WHAT YOU HAVE TO DO - Write out every line exactly, from the first line of the records below through the line that contains "Phrase: blue center of feather eye".

____________

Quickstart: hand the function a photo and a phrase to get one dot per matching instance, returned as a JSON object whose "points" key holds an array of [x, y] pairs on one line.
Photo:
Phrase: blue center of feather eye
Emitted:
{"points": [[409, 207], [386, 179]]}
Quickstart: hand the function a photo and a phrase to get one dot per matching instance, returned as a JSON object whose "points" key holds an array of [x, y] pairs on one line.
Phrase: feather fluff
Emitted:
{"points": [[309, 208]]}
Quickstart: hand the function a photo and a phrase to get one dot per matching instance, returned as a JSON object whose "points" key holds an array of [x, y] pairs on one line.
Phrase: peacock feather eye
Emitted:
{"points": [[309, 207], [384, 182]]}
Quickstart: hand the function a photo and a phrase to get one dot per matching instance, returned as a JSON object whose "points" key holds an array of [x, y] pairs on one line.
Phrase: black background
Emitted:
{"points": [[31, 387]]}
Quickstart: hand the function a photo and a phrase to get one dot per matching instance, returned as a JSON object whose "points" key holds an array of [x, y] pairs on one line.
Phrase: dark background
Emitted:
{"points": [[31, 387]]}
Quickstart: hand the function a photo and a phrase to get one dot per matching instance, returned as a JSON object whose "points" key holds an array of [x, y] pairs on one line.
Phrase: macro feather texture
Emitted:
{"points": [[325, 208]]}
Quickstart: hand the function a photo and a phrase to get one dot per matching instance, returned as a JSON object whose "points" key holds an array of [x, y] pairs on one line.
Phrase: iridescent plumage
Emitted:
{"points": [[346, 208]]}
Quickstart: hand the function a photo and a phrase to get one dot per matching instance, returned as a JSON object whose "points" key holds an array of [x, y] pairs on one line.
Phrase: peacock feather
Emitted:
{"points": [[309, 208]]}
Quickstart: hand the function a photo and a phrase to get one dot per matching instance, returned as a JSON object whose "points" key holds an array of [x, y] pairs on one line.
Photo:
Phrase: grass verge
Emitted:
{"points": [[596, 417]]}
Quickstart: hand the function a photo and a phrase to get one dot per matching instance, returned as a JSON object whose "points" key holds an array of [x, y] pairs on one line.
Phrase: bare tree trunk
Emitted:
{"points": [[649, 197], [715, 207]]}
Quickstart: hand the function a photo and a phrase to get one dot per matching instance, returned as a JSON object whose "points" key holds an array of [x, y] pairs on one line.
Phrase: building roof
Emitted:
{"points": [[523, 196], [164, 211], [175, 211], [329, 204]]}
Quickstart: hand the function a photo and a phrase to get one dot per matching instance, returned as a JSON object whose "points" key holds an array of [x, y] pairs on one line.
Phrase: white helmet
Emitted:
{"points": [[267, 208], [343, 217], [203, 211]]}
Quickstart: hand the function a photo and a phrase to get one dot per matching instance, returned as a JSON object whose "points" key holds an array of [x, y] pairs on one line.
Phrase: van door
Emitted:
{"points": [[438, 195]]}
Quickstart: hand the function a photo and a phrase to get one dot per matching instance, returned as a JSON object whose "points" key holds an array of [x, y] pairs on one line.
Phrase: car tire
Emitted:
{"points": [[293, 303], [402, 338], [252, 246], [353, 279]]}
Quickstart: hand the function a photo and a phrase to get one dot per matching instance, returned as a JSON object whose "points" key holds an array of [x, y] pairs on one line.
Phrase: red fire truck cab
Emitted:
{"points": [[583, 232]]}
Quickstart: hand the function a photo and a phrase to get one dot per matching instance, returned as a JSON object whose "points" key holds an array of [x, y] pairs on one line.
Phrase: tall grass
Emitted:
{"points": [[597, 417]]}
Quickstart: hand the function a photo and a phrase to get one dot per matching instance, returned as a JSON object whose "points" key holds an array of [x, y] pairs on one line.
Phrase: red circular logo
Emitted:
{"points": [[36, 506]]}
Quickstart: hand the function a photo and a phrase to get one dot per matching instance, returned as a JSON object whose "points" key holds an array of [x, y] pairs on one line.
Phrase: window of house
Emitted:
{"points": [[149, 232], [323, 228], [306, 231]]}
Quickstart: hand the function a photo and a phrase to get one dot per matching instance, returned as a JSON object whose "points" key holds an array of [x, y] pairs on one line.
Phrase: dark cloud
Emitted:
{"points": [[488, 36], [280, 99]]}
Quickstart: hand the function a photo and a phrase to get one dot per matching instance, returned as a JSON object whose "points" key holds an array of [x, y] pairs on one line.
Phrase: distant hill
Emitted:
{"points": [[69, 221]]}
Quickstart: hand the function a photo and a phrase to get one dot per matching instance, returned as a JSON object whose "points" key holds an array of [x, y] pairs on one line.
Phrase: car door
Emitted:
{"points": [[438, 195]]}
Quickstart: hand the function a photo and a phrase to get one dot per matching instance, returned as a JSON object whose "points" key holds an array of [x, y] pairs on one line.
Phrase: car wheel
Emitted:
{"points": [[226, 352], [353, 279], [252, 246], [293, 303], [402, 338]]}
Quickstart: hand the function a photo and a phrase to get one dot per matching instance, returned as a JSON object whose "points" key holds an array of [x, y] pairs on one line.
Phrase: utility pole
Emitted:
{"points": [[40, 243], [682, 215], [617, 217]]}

____________

ANSWER TO THIS PROBLEM -
Quickstart: hand the function a photo and a phrase to get one dot per matching instance, returned as a JSON object whose "points" key holds an array of [x, y] pairs on one line.
Photo:
Phrase: blue center of feather eye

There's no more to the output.